====== EXCERPT ======
The following is the first chapter from the book “True Crime Storytime Volume 7: 12 Disturbing True Crime Stories to Keep You Up All Night”

Chapter One

Dorothy Stratten

Dorothy Stratten was a beautiful young girl who had her sights set on Hollywood. Unfortunately, the bright lights of Hollywood blinded her to the dangers lurking nearby. It only took Dorothy Stratten a few years to go from Dairy Queen waitress to Playboy Playmate, but her rise to fame was quickly snuffed out. Paul Snider discovered Stratten when she was a diamond in the rough. When others realized what a precious gem she was, Snider was determined to keep his prize to himself at all costs.

A Small-Town Girl

Dorothy, born Dorothy Ruth Hoogstraten, was born February 28, 1960, in Vancouver, British Columbia. Her parents, Simon and Nelly, lived in a poor area of the city; and when her father left her mother to raise the children, things looked bleak. However, Stratten was optimistic, hardworking, and, seemingly unbeknownst to her, quite charming. These character traits would serve her well over her lifetime, but their first test would be earning the young teenager a job. In no time, Stratten was behind the counter of her local Dairy Queen, picking up shifts after school to help her mother pay the bills.
====== PROVIDED DATA ======
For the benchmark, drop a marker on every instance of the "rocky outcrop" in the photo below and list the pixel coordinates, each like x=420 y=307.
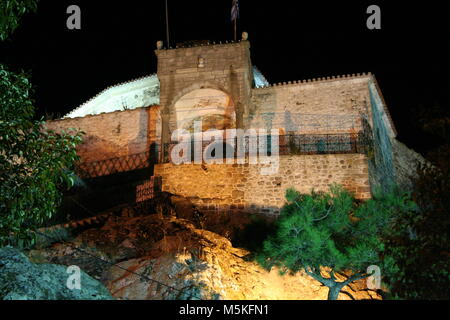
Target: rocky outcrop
x=405 y=163
x=21 y=279
x=169 y=258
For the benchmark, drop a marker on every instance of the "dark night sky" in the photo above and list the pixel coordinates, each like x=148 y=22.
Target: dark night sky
x=291 y=40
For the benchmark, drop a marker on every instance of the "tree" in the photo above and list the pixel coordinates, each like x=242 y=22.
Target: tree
x=35 y=164
x=419 y=241
x=11 y=11
x=332 y=230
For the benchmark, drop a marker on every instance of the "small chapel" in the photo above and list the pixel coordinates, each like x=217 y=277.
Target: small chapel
x=329 y=130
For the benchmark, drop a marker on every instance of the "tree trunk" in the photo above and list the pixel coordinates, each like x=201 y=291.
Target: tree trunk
x=333 y=292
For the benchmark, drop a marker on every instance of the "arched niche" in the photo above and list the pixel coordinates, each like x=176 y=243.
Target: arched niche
x=213 y=107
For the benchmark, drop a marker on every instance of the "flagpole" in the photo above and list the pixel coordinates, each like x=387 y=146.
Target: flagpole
x=167 y=26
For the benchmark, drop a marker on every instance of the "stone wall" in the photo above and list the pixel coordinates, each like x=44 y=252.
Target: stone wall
x=320 y=107
x=113 y=135
x=237 y=188
x=224 y=67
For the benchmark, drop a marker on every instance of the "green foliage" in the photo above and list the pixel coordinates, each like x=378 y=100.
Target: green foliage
======
» GOAL 1: Copy word for word the passage of the Dorothy Stratten chapter between "Chapter One" and "at all costs.", inclusive.
» GOAL 2: Change "stone wall" to "brick wall" in the listing between the line holding "like x=387 y=146." and the end of the listing, inclusive. Give only those lines, with everything else left as it is.

» RIGHT ANSWER 1:
Chapter One

Dorothy Stratten

Dorothy Stratten was a beautiful young girl who had her sights set on Hollywood. Unfortunately, the bright lights of Hollywood blinded her to the dangers lurking nearby. It only took Dorothy Stratten a few years to go from Dairy Queen waitress to Playboy Playmate, but her rise to fame was quickly snuffed out. Paul Snider discovered Stratten when she was a diamond in the rough. When others realized what a precious gem she was, Snider was determined to keep his prize to himself at all costs.

» RIGHT ANSWER 2:
For the benchmark, drop a marker on every instance of the "flagpole" in the photo above and list the pixel coordinates, each like x=387 y=146.
Target: flagpole
x=167 y=26
For the benchmark, drop a marker on every instance of the "brick wall" in the photo above and list the pixel coordinates, each like x=44 y=252.
Target: brick wall
x=320 y=107
x=113 y=135
x=237 y=188
x=224 y=67
For the benchmark, drop a marker on every instance of the "green foliage" in the photo above and list the pixel coordinates, each like x=378 y=100.
Target: green foliage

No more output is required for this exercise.